[Point localization data]
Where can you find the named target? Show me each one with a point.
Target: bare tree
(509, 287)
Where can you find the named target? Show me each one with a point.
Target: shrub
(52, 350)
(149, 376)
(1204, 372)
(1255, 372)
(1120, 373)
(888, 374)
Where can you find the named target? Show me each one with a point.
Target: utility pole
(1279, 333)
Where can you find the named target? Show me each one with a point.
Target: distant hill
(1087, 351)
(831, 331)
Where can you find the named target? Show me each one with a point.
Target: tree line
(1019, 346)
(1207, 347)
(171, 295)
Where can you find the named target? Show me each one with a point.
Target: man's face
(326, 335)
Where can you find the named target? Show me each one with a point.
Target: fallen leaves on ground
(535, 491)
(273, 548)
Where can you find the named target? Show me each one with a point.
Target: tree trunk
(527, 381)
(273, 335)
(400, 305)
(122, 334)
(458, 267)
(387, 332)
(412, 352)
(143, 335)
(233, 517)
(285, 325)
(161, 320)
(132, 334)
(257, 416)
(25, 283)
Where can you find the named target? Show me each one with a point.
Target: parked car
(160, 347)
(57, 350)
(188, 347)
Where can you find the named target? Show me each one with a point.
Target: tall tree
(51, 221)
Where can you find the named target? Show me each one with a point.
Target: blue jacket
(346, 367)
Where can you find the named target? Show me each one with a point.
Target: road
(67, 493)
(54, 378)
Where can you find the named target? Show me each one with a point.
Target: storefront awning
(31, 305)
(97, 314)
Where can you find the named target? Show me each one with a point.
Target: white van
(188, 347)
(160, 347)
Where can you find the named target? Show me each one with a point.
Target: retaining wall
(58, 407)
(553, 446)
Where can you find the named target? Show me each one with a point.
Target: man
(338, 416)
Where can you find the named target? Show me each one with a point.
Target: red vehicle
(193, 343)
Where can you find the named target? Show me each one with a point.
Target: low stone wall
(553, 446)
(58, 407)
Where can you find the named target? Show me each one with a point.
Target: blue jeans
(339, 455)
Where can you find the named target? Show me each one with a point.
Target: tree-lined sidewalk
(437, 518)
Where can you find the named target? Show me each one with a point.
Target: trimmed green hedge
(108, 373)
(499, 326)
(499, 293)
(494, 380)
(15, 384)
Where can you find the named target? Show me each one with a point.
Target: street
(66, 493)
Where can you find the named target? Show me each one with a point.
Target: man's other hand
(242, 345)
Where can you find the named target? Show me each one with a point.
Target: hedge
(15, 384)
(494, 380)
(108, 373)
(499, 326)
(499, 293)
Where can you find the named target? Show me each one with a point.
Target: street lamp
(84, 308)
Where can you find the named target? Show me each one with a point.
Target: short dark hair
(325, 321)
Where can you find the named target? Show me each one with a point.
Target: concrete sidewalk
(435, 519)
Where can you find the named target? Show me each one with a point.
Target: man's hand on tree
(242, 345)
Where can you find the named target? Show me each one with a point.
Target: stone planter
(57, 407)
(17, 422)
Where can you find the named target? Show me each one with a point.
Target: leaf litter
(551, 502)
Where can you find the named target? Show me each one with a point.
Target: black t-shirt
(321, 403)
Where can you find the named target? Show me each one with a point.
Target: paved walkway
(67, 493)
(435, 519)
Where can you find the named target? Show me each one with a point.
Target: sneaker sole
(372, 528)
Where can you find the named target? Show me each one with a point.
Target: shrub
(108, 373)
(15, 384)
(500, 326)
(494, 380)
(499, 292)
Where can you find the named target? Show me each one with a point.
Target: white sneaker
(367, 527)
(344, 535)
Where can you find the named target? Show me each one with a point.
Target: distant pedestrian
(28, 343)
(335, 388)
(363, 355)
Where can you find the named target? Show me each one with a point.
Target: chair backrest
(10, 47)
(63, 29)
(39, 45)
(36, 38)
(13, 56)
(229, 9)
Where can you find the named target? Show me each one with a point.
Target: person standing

**TASK STATEMENT**: Set down all of the entries again, keeping every line exactly as it is.

**ANSWER SECTION**:
Where can you find the named target? Show me each one with a point.
Target: bare tree
(509, 287)
Where can you find the named target? Show me each one with a point.
Target: shrub
(52, 350)
(149, 376)
(1204, 372)
(1255, 372)
(1120, 373)
(888, 374)
Where can you find the named target? Show me each one with a point.
Target: utility pole
(1279, 333)
Where can you find the named target? Show me each one with a point.
Target: distant hill
(1087, 351)
(831, 331)
Where can you find the named target? Show me each one with a point.
Target: tree line
(1019, 346)
(1207, 347)
(171, 295)
Where can you find the named target? Show me each one with a point.
Target: man's face
(326, 335)
Where can you find the named target? Show me each one with a point.
Target: fallen leaves on ground
(535, 491)
(273, 548)
Where can you find the named target? Show me each one with a point.
Target: tree trunk
(527, 381)
(273, 335)
(400, 305)
(122, 334)
(458, 267)
(387, 332)
(412, 352)
(143, 335)
(233, 517)
(285, 325)
(161, 320)
(132, 334)
(257, 416)
(25, 283)
Where can you find the named target? Show me each one with a point.
Target: parked car
(160, 347)
(57, 350)
(188, 347)
Where can you find the named target? Show me each one with a point.
Target: tall tree
(51, 221)
Where can you find the named target? Show me each one with a point.
Target: blue jacket
(346, 367)
Where can you find the named target? Show me each one with a point.
Target: road
(67, 493)
(54, 378)
Where can you find the named target? Show me each one with a point.
Target: storefront awning
(31, 305)
(97, 314)
Where can you find the named target? Show me each one with a point.
Target: white van
(188, 347)
(160, 347)
Where can you find the named target? Show me each one with a point.
Target: retaining wall
(58, 407)
(553, 446)
Where can you find the named target? Show me each one with a point.
Target: man
(338, 416)
Where can you find the named target? Show me each one with a point.
Target: red vehicle
(193, 343)
Where can you find the named target? Show me each one with a point.
Target: low stone wall
(553, 446)
(58, 407)
Where can you find the named target? Show me each one with a point.
Target: blue jeans
(339, 455)
Where can you find the named target? Show me each one with a point.
Target: tree-lined sidewalk
(437, 518)
Where can you find the named target? Show me each one with a point.
Target: trimmed green hedge
(108, 373)
(499, 326)
(499, 293)
(494, 380)
(15, 384)
Where can you find the named target? Show me each one with a point.
Target: street
(66, 493)
Where can you find the named target? Show me each one with a point.
Target: man's other hand
(242, 345)
Where can you find the named target? Show me each one with a point.
Target: hedge
(15, 384)
(494, 380)
(108, 373)
(499, 326)
(499, 293)
Where can you find the named target? Show me each one with a point.
Target: street lamp
(84, 308)
Where can you find the named target? Show me each one with a point.
Target: short dark hair
(325, 321)
Where can you find the named target? Show me each one with a point.
Target: concrete sidewalk
(435, 519)
Where can you find the named target? Show me each one with a point.
Target: man's hand on tree
(242, 345)
Where can you find the named target? Show me each one with a point.
Target: stone planter
(57, 407)
(17, 422)
Where can you find the named target? Show me each one with a point.
Target: leaf litter
(551, 502)
Where can you find the named target? Show me each one with a point.
Target: black t-shirt
(321, 403)
Where can you find the named target? Show me each one with a point.
Target: paved walkway
(67, 493)
(435, 519)
Where can you find the named target? Show me each one with a point.
Target: sneaker sole
(372, 528)
Where can you find the named target? Show me each one with a point.
Target: shrub
(108, 373)
(15, 384)
(500, 326)
(494, 380)
(499, 292)
Where can you find the named target? Show me each one with a point.
Target: white sneaker
(367, 527)
(344, 535)
Where can you find the named target? Show me each one with a point.
Target: distant pedestrian
(28, 343)
(335, 388)
(363, 355)
Where can you find the named target? Show me each one with a point.
Target: chair backrest
(10, 47)
(63, 29)
(39, 45)
(36, 38)
(13, 56)
(229, 9)
Where can you find the named target? Show me each one with a point.
Target: person standing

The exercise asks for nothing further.